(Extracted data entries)
..............................
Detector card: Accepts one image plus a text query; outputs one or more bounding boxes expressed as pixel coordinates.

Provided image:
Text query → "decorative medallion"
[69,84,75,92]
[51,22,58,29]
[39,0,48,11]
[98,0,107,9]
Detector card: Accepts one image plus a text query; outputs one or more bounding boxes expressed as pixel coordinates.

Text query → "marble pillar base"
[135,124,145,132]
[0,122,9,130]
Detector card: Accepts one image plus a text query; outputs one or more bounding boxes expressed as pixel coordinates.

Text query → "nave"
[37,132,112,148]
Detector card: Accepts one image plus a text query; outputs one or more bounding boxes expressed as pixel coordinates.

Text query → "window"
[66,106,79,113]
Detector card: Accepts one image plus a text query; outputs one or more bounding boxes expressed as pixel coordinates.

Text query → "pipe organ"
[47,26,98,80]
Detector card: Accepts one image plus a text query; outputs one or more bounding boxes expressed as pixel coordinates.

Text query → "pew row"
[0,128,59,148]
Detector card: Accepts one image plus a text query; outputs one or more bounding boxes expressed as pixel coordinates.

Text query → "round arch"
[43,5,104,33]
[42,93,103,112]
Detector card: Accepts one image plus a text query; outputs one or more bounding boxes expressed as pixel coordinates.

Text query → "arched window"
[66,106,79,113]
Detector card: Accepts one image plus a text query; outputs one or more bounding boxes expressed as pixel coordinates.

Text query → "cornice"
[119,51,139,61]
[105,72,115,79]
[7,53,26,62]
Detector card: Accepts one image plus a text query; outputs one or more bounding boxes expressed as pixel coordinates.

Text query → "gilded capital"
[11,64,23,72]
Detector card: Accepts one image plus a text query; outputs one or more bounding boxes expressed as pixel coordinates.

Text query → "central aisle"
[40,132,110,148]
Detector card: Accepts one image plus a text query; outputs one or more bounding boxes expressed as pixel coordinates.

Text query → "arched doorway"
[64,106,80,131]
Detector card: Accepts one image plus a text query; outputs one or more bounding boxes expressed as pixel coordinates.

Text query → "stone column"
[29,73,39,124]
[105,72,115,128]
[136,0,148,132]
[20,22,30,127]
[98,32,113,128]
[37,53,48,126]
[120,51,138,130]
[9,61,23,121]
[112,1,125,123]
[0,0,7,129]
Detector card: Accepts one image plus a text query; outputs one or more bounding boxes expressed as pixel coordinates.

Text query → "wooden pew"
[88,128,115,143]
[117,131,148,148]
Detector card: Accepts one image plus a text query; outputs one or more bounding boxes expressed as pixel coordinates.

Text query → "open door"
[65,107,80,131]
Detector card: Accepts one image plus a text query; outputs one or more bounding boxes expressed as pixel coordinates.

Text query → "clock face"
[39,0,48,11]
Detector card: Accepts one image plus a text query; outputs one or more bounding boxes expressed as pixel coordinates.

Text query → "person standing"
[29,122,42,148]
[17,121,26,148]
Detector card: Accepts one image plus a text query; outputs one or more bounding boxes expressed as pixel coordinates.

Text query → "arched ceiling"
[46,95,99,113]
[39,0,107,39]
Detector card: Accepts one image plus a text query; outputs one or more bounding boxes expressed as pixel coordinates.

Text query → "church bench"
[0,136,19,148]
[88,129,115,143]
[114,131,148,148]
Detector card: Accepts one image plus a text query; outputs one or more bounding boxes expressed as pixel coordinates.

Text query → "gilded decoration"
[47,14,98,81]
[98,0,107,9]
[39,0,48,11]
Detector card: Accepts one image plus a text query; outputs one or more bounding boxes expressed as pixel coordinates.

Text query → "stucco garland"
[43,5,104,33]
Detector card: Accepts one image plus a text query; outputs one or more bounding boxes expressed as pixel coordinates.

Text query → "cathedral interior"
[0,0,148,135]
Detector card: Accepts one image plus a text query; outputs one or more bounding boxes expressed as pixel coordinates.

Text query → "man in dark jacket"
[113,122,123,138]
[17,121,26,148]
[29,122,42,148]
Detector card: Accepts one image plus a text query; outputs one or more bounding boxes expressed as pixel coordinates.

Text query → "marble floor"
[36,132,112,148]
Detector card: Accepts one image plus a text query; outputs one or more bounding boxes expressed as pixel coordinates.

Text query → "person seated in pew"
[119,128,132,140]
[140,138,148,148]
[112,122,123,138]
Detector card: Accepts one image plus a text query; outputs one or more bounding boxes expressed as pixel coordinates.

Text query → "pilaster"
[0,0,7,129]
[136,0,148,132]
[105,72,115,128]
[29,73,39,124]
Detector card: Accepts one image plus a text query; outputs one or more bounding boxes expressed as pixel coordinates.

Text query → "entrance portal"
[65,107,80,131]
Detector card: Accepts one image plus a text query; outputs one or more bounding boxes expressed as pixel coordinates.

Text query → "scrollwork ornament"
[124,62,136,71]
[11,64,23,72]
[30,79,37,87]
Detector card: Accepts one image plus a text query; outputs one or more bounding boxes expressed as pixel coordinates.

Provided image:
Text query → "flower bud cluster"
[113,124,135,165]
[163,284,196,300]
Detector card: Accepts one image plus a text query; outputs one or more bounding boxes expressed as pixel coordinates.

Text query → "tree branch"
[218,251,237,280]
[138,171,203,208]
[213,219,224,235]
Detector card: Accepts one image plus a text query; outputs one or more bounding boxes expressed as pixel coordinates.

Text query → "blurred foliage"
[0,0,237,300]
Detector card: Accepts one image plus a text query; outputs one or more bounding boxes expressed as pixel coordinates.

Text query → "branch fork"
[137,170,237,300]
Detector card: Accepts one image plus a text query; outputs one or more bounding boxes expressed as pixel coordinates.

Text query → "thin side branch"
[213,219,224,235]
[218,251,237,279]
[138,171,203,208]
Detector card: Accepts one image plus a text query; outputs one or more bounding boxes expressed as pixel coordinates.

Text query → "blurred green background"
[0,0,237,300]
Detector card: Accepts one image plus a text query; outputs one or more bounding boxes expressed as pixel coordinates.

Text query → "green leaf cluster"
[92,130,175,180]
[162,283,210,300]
..............................
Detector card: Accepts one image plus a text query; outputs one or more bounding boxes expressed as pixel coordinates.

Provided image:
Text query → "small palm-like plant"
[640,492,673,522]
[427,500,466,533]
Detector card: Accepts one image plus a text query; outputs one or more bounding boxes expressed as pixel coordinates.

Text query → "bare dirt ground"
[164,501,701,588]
..............................
| EXERCISE DETAILS |
Gather every line in the records above that contains the string "cluster", and copy each of those lines unchanged.

| REPLY TO THE TASK |
Text query → "flower bud cluster"
Text query → "green leaf cluster"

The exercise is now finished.